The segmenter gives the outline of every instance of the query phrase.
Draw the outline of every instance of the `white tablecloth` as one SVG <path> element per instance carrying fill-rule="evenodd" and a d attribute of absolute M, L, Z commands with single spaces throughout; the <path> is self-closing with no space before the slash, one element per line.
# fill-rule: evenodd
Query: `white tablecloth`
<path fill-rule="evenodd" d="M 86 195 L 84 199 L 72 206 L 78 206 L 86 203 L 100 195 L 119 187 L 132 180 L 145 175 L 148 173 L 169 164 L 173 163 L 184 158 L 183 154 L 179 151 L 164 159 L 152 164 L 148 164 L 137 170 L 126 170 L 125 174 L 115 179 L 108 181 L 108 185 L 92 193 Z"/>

Task description
Rewrite the items above as a numbered list, with any blank lines omitted.

Reply to the exercise
1. The segmenter gives the outline of every instance of the query phrase.
2. Draw the outline of every instance of the `white tablecloth` as one SVG <path> element per instance carrying fill-rule="evenodd" and a d attribute of absolute M, L, Z commands with single spaces throughout; the <path> is self-closing with no space before the slash, one element per line.
3. # fill-rule: evenodd
4. Query: `white tablecloth`
5. <path fill-rule="evenodd" d="M 86 195 L 84 199 L 72 206 L 78 206 L 86 203 L 100 195 L 119 187 L 132 180 L 145 175 L 148 173 L 169 164 L 173 163 L 184 158 L 183 154 L 179 151 L 164 159 L 152 164 L 148 164 L 137 170 L 126 170 L 125 174 L 115 179 L 108 181 L 108 185 L 92 193 Z"/>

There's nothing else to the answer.